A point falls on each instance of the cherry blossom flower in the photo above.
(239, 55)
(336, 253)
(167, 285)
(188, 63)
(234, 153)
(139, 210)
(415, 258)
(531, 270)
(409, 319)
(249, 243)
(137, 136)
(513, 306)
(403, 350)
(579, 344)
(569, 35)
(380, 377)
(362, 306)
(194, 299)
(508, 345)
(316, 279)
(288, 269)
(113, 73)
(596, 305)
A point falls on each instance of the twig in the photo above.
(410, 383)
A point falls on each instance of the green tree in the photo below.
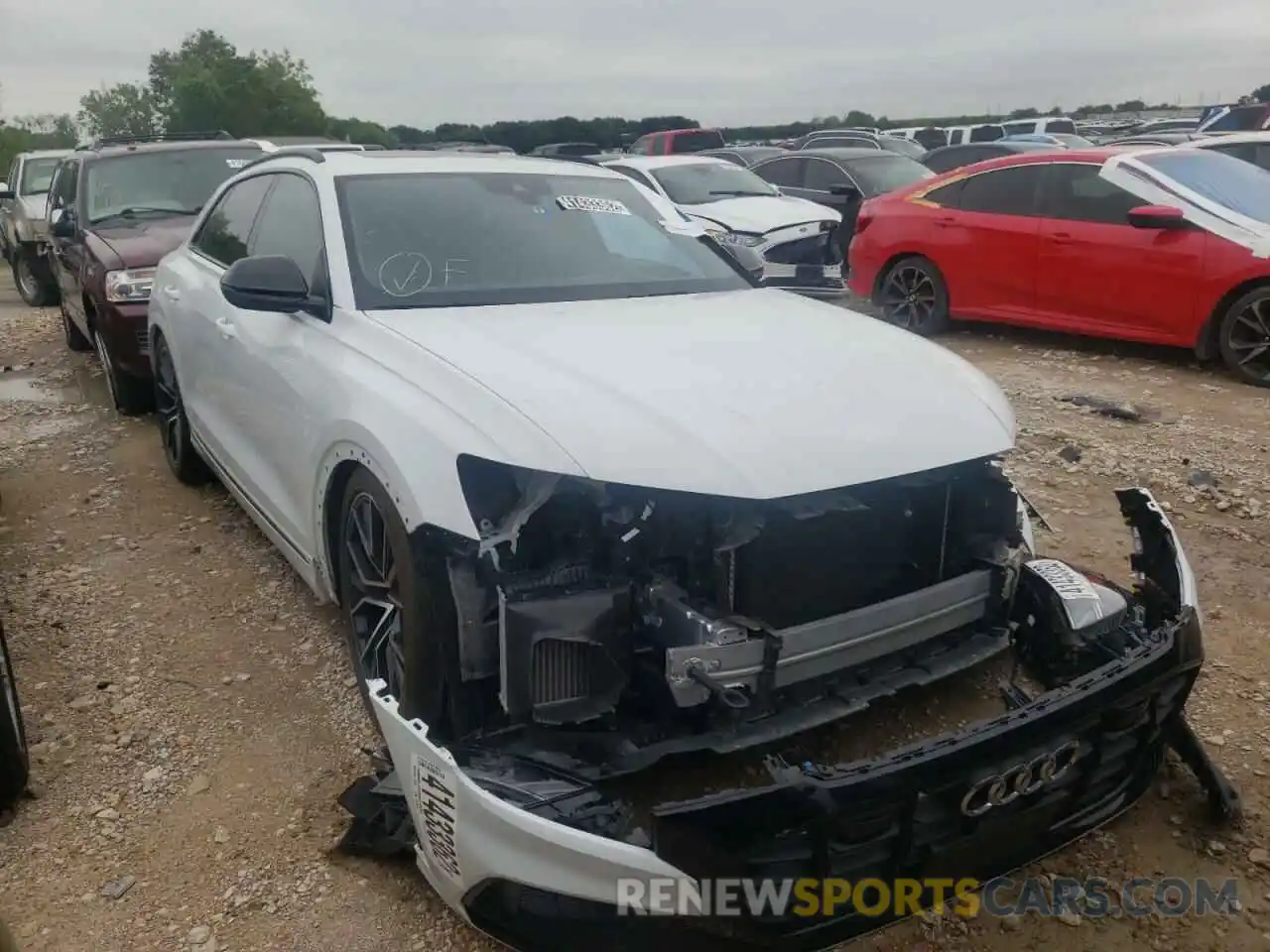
(125, 109)
(206, 84)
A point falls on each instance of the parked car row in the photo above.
(588, 495)
(1162, 245)
(530, 599)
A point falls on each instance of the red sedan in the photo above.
(1160, 245)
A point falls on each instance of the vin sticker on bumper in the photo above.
(580, 203)
(439, 812)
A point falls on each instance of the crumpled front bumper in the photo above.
(538, 884)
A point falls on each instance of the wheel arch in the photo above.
(896, 259)
(422, 481)
(1206, 345)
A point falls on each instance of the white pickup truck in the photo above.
(23, 230)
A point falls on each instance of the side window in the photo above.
(291, 225)
(1003, 191)
(948, 195)
(223, 236)
(781, 172)
(63, 191)
(1078, 193)
(822, 176)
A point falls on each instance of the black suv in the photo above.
(116, 207)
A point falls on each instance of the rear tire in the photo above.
(131, 395)
(912, 295)
(14, 762)
(1243, 336)
(31, 276)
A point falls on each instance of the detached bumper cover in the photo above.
(541, 884)
(804, 258)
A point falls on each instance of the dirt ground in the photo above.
(193, 717)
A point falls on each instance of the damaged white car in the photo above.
(789, 241)
(594, 503)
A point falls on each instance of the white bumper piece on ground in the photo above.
(466, 835)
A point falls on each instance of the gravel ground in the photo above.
(193, 717)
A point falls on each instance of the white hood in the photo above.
(752, 394)
(1191, 188)
(757, 214)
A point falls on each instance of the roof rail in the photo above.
(584, 159)
(314, 155)
(158, 137)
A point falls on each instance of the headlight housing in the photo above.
(740, 238)
(130, 286)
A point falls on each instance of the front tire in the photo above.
(14, 762)
(30, 273)
(397, 626)
(130, 395)
(913, 296)
(1245, 336)
(178, 445)
(75, 339)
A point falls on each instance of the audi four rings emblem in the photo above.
(1020, 779)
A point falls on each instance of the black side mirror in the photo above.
(271, 284)
(64, 225)
(1157, 216)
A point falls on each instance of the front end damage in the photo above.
(529, 837)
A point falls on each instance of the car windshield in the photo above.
(699, 182)
(37, 175)
(160, 181)
(472, 239)
(887, 172)
(1238, 185)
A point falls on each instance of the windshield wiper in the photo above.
(135, 209)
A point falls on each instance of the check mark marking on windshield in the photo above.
(405, 282)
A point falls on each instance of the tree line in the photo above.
(207, 84)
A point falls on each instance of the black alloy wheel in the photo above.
(75, 339)
(402, 621)
(373, 594)
(1245, 336)
(913, 296)
(33, 286)
(130, 395)
(178, 445)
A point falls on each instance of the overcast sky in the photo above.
(717, 61)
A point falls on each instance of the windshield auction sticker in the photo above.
(580, 203)
(436, 800)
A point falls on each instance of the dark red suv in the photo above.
(114, 208)
(677, 143)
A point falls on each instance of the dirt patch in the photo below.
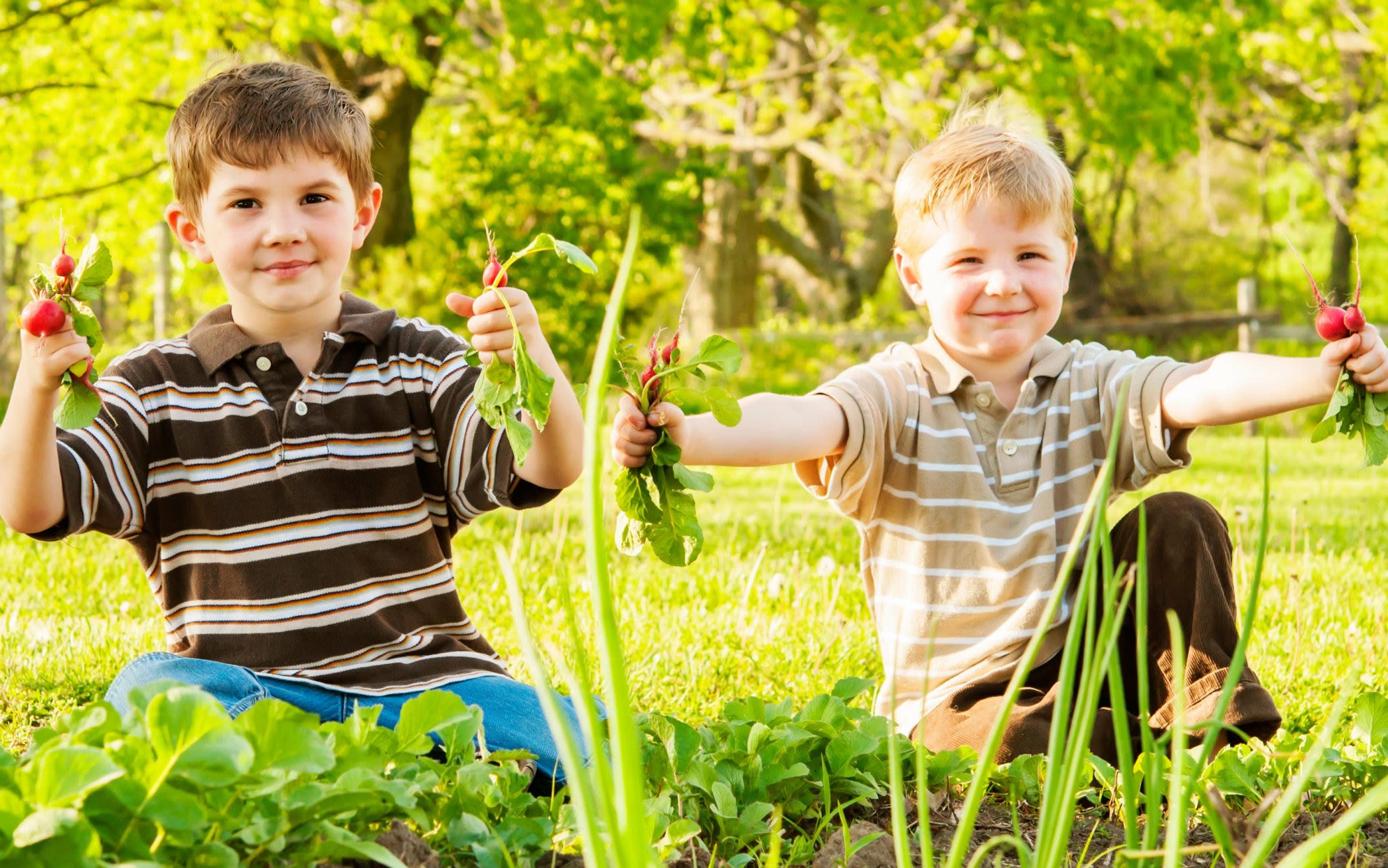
(1097, 839)
(406, 846)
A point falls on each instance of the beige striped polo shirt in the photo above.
(966, 509)
(300, 526)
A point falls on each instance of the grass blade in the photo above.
(578, 777)
(633, 839)
(1176, 796)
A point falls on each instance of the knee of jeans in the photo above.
(1182, 514)
(234, 687)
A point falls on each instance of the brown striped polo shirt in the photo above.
(300, 526)
(966, 509)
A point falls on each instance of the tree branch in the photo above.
(54, 10)
(24, 92)
(81, 192)
(787, 136)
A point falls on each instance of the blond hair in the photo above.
(984, 153)
(262, 114)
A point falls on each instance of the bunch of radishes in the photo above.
(502, 390)
(1334, 323)
(68, 289)
(1352, 409)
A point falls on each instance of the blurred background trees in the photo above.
(761, 137)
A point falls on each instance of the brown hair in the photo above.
(260, 114)
(984, 151)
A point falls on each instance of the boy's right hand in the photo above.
(633, 435)
(43, 360)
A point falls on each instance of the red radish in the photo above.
(493, 276)
(1355, 318)
(1330, 321)
(42, 318)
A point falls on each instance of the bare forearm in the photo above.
(1243, 386)
(773, 430)
(31, 483)
(556, 459)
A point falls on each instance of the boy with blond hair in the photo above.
(965, 459)
(292, 470)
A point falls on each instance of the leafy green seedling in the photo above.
(502, 390)
(657, 498)
(68, 289)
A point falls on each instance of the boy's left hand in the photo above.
(1365, 355)
(491, 326)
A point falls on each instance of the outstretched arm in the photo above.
(773, 430)
(1243, 386)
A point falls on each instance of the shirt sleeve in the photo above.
(104, 467)
(1146, 448)
(477, 458)
(874, 399)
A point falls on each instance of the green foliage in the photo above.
(655, 500)
(1353, 411)
(502, 390)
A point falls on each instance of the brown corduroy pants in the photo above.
(1190, 571)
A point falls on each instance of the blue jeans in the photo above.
(510, 709)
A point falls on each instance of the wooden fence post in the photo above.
(1248, 330)
(163, 281)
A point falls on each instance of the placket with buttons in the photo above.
(297, 405)
(1015, 462)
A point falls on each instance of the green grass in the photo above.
(773, 607)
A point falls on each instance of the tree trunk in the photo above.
(393, 113)
(725, 293)
(1341, 286)
(393, 104)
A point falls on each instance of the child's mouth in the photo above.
(287, 269)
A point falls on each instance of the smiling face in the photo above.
(992, 281)
(281, 238)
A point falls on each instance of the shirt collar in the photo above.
(1048, 360)
(217, 338)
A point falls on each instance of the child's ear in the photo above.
(181, 221)
(909, 277)
(1069, 265)
(367, 211)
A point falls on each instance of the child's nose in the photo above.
(283, 229)
(1004, 282)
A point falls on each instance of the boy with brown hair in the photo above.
(965, 459)
(292, 470)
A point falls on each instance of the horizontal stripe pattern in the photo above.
(300, 526)
(966, 508)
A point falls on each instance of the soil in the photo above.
(1097, 839)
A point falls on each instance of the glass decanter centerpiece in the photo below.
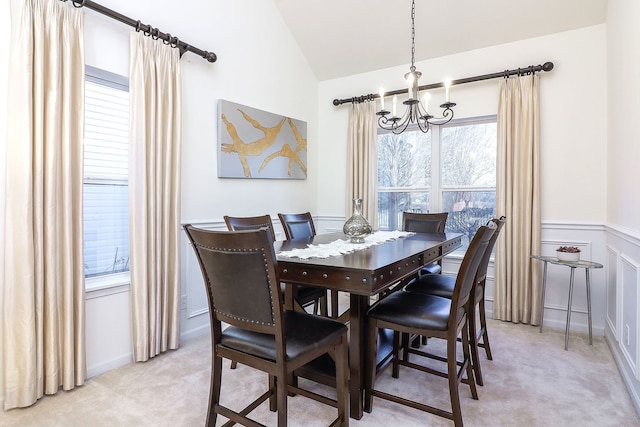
(357, 227)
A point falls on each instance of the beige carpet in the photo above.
(532, 381)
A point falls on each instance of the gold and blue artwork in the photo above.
(257, 144)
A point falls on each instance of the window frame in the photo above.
(436, 190)
(116, 282)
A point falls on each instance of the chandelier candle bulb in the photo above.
(447, 85)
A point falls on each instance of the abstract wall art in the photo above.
(256, 144)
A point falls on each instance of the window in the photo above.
(105, 188)
(452, 168)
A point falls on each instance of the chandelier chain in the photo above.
(415, 113)
(413, 36)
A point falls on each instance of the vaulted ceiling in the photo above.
(345, 37)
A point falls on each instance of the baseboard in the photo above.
(629, 380)
(195, 332)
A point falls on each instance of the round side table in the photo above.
(587, 265)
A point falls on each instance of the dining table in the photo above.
(362, 274)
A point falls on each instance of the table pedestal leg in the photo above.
(357, 345)
(544, 288)
(589, 306)
(566, 333)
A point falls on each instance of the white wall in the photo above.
(623, 179)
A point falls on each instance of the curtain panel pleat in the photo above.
(362, 161)
(43, 281)
(517, 281)
(154, 195)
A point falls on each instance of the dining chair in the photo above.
(305, 295)
(444, 286)
(435, 317)
(243, 289)
(301, 226)
(426, 223)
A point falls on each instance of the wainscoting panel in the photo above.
(613, 296)
(628, 338)
(622, 331)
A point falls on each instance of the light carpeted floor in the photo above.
(532, 381)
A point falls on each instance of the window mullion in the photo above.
(436, 193)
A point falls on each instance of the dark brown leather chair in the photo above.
(426, 223)
(305, 295)
(243, 289)
(443, 286)
(432, 316)
(300, 226)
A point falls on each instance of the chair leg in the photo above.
(370, 364)
(406, 338)
(483, 330)
(396, 354)
(452, 376)
(334, 304)
(467, 359)
(214, 392)
(281, 396)
(473, 344)
(273, 399)
(324, 310)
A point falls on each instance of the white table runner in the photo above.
(339, 247)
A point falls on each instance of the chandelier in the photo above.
(416, 112)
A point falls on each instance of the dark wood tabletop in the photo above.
(362, 274)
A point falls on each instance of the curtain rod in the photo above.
(147, 29)
(547, 66)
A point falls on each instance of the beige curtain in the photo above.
(517, 288)
(154, 195)
(362, 161)
(43, 282)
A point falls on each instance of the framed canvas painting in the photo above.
(256, 144)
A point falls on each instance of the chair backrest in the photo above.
(481, 275)
(235, 223)
(236, 266)
(465, 279)
(424, 223)
(297, 226)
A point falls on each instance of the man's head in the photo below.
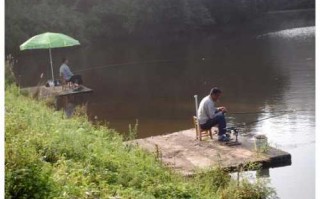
(215, 93)
(65, 60)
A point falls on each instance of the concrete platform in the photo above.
(182, 152)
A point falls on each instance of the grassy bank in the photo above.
(49, 156)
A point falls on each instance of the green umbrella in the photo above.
(49, 40)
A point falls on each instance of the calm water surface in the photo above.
(154, 83)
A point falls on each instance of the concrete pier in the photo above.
(183, 153)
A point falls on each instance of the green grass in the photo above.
(49, 156)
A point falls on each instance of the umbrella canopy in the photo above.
(49, 40)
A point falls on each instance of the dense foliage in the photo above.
(93, 20)
(48, 156)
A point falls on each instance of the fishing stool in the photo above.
(201, 132)
(65, 84)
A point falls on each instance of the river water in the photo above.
(266, 74)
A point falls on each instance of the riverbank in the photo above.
(49, 156)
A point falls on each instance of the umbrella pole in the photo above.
(196, 103)
(51, 65)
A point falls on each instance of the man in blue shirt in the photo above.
(209, 115)
(67, 75)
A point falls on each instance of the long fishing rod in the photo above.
(257, 112)
(237, 127)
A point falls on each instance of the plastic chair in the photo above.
(201, 132)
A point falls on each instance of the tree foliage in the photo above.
(93, 20)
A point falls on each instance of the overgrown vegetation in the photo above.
(99, 20)
(49, 156)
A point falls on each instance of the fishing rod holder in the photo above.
(234, 131)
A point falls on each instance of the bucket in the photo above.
(260, 143)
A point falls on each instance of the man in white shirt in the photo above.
(67, 75)
(209, 115)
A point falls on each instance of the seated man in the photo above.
(209, 116)
(67, 75)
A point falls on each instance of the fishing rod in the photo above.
(257, 112)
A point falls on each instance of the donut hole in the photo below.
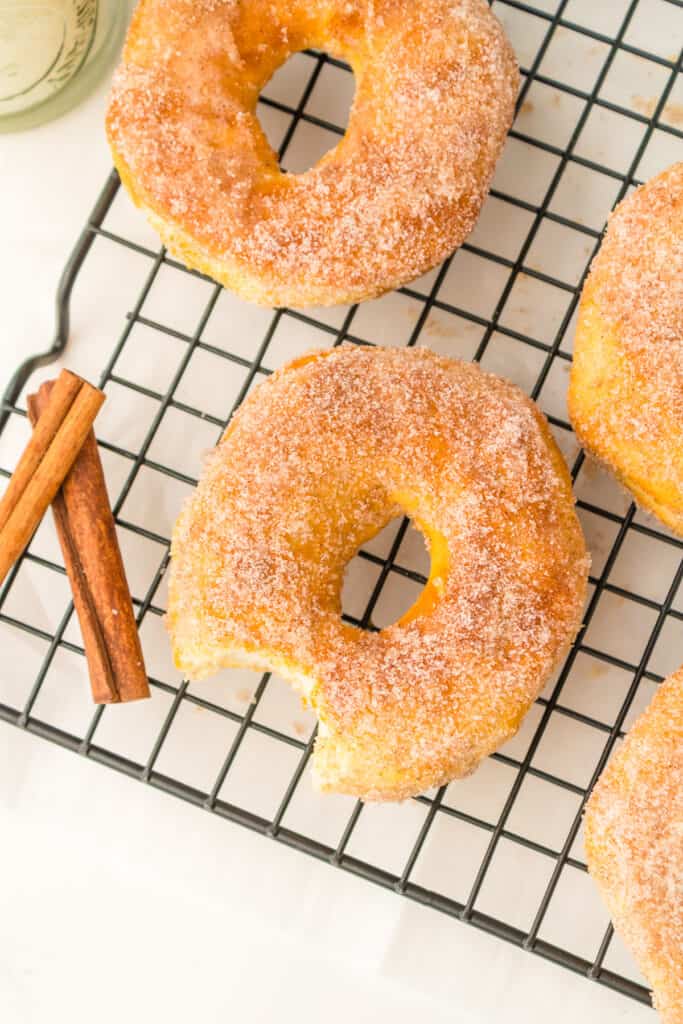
(324, 120)
(403, 585)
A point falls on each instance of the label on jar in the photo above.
(42, 45)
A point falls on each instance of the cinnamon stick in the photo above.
(45, 462)
(92, 558)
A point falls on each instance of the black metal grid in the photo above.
(662, 611)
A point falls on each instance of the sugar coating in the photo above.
(436, 83)
(626, 395)
(634, 844)
(318, 459)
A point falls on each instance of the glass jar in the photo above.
(52, 52)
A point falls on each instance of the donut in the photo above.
(626, 388)
(321, 457)
(634, 844)
(436, 83)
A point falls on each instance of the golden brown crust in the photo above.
(634, 844)
(316, 461)
(435, 88)
(626, 392)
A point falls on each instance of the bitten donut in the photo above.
(318, 459)
(626, 391)
(435, 81)
(634, 844)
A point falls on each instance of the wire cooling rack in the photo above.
(600, 110)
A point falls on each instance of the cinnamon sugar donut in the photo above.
(634, 844)
(626, 392)
(318, 459)
(435, 88)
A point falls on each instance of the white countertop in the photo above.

-.-.-

# SHORT EXERCISE:
Exactly repeat the lines from the line that contains "A point falls on each instance of the label" to the end of the entries, both included, and leave out all other lines.

# EXPECTED ANSWER:
A point falls on each instance of the label on jar in the photo above.
(42, 45)
A point falls on each instance of the cinnamon stick in the photo above.
(45, 462)
(92, 558)
A point falls on each instance of the black metal grid in the photo above.
(662, 611)
A point falls on each instance of the sugar coating in the photo above.
(436, 83)
(626, 395)
(634, 844)
(318, 459)
A point falls on each instance of the glass jar in the photo above.
(52, 52)
A point falls on each instance of the donut in the photo above.
(626, 388)
(321, 457)
(634, 844)
(436, 83)
A point falls on each instance of the golden brown crust in the photo above.
(634, 844)
(316, 461)
(435, 88)
(626, 392)
A point falls on each instance of the bitten donut in the photo above.
(318, 459)
(626, 391)
(435, 81)
(634, 844)
A point falls on each instance of the wire cooling rack in the photo above.
(600, 110)
A point falls on each instance of the cinnamon sugar donut in the photo above.
(634, 844)
(626, 392)
(318, 459)
(435, 88)
A point falls on each instance of the white countertop in the photo above.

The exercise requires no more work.